In the purification of biological streams, the goal is to capture one or more desired proteins from a liquid stream that contains a variety of components such as other proteins, lipids, aggregated proteins from the cells, media proteins, carbohydrates and colloids from cell walls, DNA, DNA/protein complexes and the like. A number of purification steps may be used but general revolve around one or both of affinity chromatography and ultrafiltration (UF) systems.
The liquid stream is generally derived from a batch of lysed cells that have been engineered to produce the desired protein. Most of the cell components are removed from the liquid by filtration or centrifugation before chromatography and/or ultrafiltration. However a surprisingly large amount, especially of small or soluble constituents remain in the liquid as it is applied to the purification system. Many of these compete with the desired protein and bind to the affinity material in the column or clog the ultrafilter.
In affinity chromatography, some of the constituents bind preferentially so over that of the desired protein reducing yields. Others irreversibly bind to the affinity material reducing not only yields but overall capacity especially on subsequent uses of the media.
Most of these non-desired species are known as non-specific binding species and the problem has been called non-specific binding (NSB).
Various methods have been attempted to reduce NSB, both to increase yield initially and to maintain capacity over time for a column and to maintain a desired rate of flux and extend the useful life of a UF system.
Generally, a column is washed several times between the affinity capture stage and the elution stage with various buffers at different pHs and/or with different chemical washes in an attempt to remove the NSB species. Likewise the use of various cleaning regiments have been employed after use to try and remove as much of the NSB species from the media as possible to maintain yield and capacity values.
None of these have proven to greatly effective especially with the most commonly used affinity media in the biopharmaceutical industry. In part this is due to the affinity ligand itself Protein A. It being a protein is susceptible to denaturing under various conditions that other wise could be used to reduce NSB such as heat, high caustic concentrations and the like.
UF systems are cleaned after the system has become plugged enough to create too high a back pressure or to reduce the flux below a given level. Its filters are then cleaned with caustic solutions before reuse.
While the washing with caustic often results in a membrane free of NSB species, it does nothing to extending the life of a filter during filtration. The problem of fouling still exists.
What is needed is a means for reducing NSB to a lower level before the liquid ever reaches the purification step. The present invention provides such an invention.
---*---
* [What to do]
1. Answer these from the passage on protein purification:
(a) What name has been given to the problem caused by the non-desired species?
(b) What affinity ligand does the passage name in connection with the most commonly used affinity media?
(c) With what are UF filters cleaned before reuse?
2. Repeat the part of the passage on protein purification starting at "What is needed" and ending at "such an invention.".
The listing that comes after the passage on protein purification has no connection to it.
---*---
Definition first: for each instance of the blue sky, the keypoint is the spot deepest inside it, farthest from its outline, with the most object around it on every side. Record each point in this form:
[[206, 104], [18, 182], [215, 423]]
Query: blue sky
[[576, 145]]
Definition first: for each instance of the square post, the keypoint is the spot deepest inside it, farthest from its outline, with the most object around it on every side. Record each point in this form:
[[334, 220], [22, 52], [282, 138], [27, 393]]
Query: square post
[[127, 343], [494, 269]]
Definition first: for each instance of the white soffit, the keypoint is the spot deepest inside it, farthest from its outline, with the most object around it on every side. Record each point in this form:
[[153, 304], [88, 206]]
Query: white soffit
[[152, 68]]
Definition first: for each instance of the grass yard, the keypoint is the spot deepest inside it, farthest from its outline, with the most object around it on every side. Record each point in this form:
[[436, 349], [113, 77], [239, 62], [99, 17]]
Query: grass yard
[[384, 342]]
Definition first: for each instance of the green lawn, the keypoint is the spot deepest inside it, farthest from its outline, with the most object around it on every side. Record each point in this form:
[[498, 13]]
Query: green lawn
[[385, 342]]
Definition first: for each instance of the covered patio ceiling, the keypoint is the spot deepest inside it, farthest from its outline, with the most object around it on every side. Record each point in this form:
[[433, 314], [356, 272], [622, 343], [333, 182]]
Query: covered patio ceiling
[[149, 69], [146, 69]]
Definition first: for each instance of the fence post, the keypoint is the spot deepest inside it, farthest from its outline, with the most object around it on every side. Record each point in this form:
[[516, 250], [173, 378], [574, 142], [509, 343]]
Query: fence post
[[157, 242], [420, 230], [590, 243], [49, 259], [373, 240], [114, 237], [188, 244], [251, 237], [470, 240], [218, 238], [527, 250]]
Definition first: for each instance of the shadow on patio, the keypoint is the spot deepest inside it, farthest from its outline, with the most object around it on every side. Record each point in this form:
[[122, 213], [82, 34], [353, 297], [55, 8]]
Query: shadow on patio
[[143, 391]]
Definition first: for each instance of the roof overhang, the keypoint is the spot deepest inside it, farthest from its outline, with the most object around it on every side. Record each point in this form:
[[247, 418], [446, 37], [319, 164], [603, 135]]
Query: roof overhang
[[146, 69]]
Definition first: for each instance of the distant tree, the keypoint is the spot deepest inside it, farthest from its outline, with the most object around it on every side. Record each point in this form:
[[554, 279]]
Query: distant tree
---*---
* [Task results]
1.
(a) Non-specific binding (NSB)
(b) Protein A
(c) Caustic solutions

2.
What is needed is a means for reducing NSB to a lower level before the liquid ever reaches the purification step. The present invention provides such an invention.